→ **Data**
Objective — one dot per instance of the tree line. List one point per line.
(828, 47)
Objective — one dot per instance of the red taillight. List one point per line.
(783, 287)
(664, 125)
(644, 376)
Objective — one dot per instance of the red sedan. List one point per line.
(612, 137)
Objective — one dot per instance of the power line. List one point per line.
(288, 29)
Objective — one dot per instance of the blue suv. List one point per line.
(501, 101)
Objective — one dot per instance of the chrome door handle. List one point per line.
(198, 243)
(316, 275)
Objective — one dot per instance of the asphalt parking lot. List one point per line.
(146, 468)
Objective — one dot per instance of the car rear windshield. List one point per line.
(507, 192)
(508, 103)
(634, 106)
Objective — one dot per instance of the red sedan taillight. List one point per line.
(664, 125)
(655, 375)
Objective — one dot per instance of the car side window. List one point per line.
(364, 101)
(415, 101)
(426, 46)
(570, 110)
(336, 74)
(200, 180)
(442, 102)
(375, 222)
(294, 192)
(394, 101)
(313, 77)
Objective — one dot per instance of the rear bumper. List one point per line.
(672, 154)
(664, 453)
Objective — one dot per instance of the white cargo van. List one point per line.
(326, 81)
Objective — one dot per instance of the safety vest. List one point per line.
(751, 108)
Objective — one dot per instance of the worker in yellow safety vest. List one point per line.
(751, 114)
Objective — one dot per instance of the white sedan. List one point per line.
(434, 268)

→ **Goal of the exercise**
Turn all of these entries into a two-column CSV with the header row instruction,points and one row per entry. Put each entry's text and its answer in one double-quoted field apiece, with line breaks replaced by spaces.

→ **Response**
instruction,points
"Objective — one dot per instance of the tree line. List one point per line.","(828, 47)"
"Objective — one dot per instance of the red taillight. List one point per line.","(783, 287) (664, 125) (644, 376)"
"Objective — one dot per instance of the red sedan. List one point per line.","(612, 137)"
"Objective — one dot per instance of the power line. List one point per line.","(288, 29)"
"Objective — one dot per instance of the blue suv. List one point per line.","(501, 101)"
"Objective — one dot per instance of the chrome door handle. List one point per line.","(198, 243) (316, 275)"
"Objective — one dot per instance of the asphalt parking lot. List one point per line.","(146, 468)"
"Objective — one dot per instance of the car rear windshield. List one point per line.","(507, 192) (508, 103) (634, 106)"
"Objective — one dot per instance of the red sedan taillight. List one point per line.","(664, 125) (655, 375)"
"Objective — one dot per instance of the car side window. List one point per line.","(364, 101) (415, 101) (426, 46) (570, 110) (336, 74) (200, 180) (442, 102) (375, 222) (294, 192) (394, 101) (313, 77)"
"Objective — one dot per instance of the rear bumper. List one point per line.","(672, 154) (664, 453)"
"Objective — one dot per instance of the white cargo van. List one point per line.","(326, 81)"
"Objective — one dot per instance of the safety vest. List one point per line.","(751, 108)"
"Objective — one dot per instance of the worker in yellow safety vest. List one point per line.","(751, 114)"
"Objective — one dot per instance of the white sedan. List one point per line.","(434, 268)"